==== MATERIAL PROVIDED ====

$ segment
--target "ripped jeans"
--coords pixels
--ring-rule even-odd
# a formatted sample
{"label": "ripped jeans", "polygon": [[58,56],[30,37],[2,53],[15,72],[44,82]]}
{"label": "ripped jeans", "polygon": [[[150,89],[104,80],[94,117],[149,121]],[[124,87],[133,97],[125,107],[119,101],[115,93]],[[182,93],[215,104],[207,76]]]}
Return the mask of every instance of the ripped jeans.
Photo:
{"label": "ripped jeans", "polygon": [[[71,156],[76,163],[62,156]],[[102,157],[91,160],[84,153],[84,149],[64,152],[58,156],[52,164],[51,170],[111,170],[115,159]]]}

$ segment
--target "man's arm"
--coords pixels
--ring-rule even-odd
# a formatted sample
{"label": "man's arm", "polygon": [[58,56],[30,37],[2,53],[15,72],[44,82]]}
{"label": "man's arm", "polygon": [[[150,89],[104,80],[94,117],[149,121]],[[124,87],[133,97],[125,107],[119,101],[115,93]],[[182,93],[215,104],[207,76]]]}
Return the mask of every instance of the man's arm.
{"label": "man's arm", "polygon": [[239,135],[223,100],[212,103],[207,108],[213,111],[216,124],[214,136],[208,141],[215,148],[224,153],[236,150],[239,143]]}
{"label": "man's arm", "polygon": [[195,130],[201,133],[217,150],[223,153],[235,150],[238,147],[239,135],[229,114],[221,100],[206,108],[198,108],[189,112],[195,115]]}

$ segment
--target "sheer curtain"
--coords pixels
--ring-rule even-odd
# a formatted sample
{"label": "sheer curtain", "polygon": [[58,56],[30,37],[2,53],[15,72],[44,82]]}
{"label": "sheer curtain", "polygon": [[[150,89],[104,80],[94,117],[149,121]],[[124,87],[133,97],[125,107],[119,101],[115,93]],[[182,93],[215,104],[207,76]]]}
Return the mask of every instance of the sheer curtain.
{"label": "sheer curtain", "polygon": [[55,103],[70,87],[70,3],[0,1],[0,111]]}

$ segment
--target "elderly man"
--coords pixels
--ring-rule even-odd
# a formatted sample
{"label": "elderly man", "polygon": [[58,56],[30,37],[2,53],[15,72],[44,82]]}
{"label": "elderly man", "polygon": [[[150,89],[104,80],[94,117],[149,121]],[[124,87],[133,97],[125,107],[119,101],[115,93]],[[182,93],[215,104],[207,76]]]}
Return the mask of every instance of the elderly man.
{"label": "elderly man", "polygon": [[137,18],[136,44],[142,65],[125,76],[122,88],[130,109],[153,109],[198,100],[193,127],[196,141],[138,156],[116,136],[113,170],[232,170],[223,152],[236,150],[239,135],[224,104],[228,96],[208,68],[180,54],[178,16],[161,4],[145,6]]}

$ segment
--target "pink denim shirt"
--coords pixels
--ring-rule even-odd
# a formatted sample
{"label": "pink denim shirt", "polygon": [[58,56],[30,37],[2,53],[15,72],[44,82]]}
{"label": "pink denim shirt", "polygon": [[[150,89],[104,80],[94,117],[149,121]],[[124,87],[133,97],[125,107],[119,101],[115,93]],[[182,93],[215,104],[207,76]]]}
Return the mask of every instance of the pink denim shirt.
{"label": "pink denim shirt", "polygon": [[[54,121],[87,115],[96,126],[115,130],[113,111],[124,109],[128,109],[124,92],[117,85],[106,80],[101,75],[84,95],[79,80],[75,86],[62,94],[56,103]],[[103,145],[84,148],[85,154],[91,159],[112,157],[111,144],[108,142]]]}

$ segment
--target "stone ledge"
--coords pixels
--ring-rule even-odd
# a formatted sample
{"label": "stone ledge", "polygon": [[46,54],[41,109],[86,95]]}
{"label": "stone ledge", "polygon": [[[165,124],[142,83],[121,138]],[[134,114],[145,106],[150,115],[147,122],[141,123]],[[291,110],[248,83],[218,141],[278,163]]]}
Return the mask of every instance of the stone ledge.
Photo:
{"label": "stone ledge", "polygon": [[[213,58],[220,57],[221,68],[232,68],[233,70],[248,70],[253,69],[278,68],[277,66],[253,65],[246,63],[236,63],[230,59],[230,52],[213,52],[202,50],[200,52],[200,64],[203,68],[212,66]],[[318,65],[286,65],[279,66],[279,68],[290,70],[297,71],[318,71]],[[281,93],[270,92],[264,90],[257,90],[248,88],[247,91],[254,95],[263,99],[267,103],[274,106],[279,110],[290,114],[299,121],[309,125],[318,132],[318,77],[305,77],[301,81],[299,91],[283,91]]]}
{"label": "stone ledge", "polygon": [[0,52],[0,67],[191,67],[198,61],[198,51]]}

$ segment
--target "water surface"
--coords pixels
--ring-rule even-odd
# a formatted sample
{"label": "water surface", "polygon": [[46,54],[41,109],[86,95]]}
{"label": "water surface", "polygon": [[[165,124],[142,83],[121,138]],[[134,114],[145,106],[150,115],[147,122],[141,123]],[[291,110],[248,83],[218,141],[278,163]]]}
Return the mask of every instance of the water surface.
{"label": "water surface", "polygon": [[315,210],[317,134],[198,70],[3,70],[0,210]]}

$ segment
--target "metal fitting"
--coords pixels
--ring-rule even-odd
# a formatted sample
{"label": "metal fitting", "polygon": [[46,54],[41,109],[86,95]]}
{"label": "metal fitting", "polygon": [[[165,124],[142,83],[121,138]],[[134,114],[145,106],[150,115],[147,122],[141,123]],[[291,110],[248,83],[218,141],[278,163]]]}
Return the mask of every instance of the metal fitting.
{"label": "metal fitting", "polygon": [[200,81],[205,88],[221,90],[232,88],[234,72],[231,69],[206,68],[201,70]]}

====
==== MATERIAL PROVIDED ====

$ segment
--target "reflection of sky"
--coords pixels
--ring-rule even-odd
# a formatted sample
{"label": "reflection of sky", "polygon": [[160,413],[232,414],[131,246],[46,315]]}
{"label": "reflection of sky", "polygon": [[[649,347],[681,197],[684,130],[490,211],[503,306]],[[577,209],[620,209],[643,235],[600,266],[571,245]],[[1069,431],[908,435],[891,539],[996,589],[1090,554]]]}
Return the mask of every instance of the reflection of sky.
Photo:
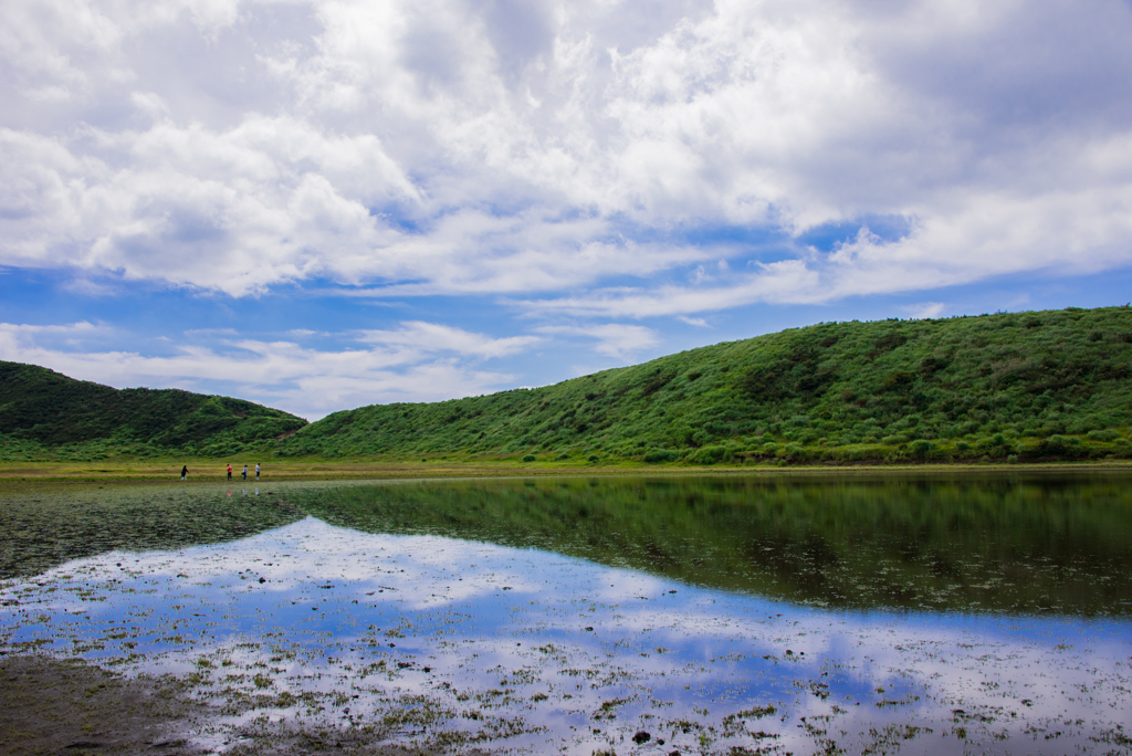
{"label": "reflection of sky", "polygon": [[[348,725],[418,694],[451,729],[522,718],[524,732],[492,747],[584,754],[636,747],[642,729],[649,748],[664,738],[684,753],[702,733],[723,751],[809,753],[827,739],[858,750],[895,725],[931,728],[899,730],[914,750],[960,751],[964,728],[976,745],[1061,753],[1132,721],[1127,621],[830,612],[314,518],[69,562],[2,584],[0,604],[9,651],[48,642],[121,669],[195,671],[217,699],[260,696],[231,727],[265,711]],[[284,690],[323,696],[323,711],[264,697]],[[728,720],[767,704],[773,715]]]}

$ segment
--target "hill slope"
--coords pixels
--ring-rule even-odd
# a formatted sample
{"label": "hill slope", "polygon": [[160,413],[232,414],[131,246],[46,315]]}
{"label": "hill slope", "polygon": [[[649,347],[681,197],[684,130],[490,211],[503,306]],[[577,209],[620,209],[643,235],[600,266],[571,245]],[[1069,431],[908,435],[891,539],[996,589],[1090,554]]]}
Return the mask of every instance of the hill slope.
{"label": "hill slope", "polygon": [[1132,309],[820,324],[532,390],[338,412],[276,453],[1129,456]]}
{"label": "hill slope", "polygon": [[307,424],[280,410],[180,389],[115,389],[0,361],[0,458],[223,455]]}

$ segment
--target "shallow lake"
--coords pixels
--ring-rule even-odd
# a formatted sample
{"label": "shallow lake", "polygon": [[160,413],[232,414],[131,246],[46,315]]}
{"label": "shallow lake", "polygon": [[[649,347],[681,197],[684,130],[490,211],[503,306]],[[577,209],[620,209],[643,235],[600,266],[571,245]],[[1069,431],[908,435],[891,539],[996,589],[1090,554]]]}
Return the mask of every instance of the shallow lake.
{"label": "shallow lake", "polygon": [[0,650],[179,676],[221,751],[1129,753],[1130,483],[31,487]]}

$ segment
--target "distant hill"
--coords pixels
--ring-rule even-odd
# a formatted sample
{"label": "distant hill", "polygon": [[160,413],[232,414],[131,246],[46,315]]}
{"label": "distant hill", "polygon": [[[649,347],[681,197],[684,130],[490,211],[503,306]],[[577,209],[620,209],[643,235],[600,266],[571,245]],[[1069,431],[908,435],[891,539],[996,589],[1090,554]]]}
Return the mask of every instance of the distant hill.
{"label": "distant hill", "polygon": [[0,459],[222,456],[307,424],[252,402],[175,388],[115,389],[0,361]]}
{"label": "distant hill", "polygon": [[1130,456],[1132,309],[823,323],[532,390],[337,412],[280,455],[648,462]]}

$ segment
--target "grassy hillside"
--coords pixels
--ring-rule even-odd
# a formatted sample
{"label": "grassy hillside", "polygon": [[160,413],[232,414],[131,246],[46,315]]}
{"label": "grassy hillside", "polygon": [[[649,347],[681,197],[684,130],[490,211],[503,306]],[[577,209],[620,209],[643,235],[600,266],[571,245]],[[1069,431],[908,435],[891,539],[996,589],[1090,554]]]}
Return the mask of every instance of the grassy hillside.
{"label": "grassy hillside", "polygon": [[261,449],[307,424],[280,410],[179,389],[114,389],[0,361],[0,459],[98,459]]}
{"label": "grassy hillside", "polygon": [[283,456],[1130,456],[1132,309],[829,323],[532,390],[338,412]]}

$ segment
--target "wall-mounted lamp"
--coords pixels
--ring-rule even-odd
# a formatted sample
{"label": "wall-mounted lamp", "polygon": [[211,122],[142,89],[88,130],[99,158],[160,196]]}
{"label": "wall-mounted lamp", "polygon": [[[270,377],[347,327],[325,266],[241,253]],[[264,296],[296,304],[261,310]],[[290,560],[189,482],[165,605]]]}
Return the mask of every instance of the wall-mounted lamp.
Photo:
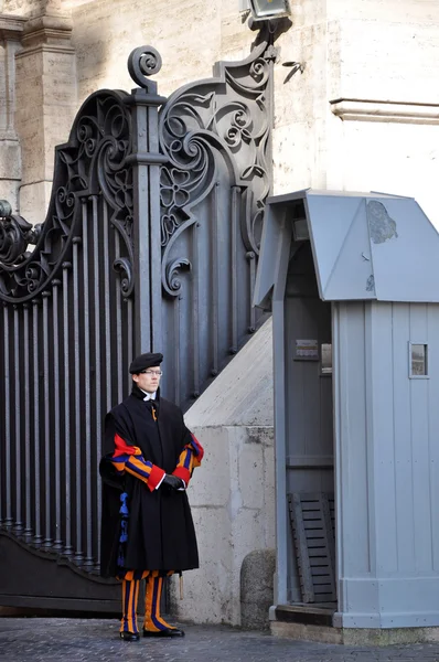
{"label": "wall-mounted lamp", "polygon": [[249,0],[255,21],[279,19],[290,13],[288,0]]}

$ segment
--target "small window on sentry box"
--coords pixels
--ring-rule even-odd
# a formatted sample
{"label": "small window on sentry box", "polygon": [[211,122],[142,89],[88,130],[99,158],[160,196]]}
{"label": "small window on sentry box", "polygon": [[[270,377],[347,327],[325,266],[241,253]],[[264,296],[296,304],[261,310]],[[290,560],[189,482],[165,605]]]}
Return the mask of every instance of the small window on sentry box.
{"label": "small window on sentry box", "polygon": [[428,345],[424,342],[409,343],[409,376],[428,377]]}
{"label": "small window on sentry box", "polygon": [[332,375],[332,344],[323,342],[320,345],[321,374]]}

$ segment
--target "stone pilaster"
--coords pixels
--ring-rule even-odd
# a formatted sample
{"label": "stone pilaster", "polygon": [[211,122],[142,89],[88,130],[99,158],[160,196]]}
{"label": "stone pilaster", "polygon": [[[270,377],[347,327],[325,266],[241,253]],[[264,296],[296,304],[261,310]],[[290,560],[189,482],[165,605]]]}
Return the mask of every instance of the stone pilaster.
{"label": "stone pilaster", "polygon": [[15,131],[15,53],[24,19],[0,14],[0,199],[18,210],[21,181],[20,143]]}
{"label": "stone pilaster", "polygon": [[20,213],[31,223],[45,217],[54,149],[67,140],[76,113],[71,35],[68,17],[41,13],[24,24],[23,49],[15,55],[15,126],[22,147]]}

====

• [EXERCISE INSTRUCTIONS] Pull out every line of the entries above that contains the string "wall". Treat uppercase and lowercase as different.

• [TASK OUTPUT]
--target "wall-mounted lamp"
{"label": "wall-mounted lamp", "polygon": [[211,122],[142,89],[88,130],[99,158],[160,196]]}
{"label": "wall-mounted lamp", "polygon": [[[270,377],[347,327],[325,266],[241,253]],[[264,296],[296,304],[261,310]],[[290,560],[189,482],[165,605]]]}
Return the mask of every instance of the wall-mounted lamp.
{"label": "wall-mounted lamp", "polygon": [[249,0],[255,21],[279,19],[290,13],[288,0]]}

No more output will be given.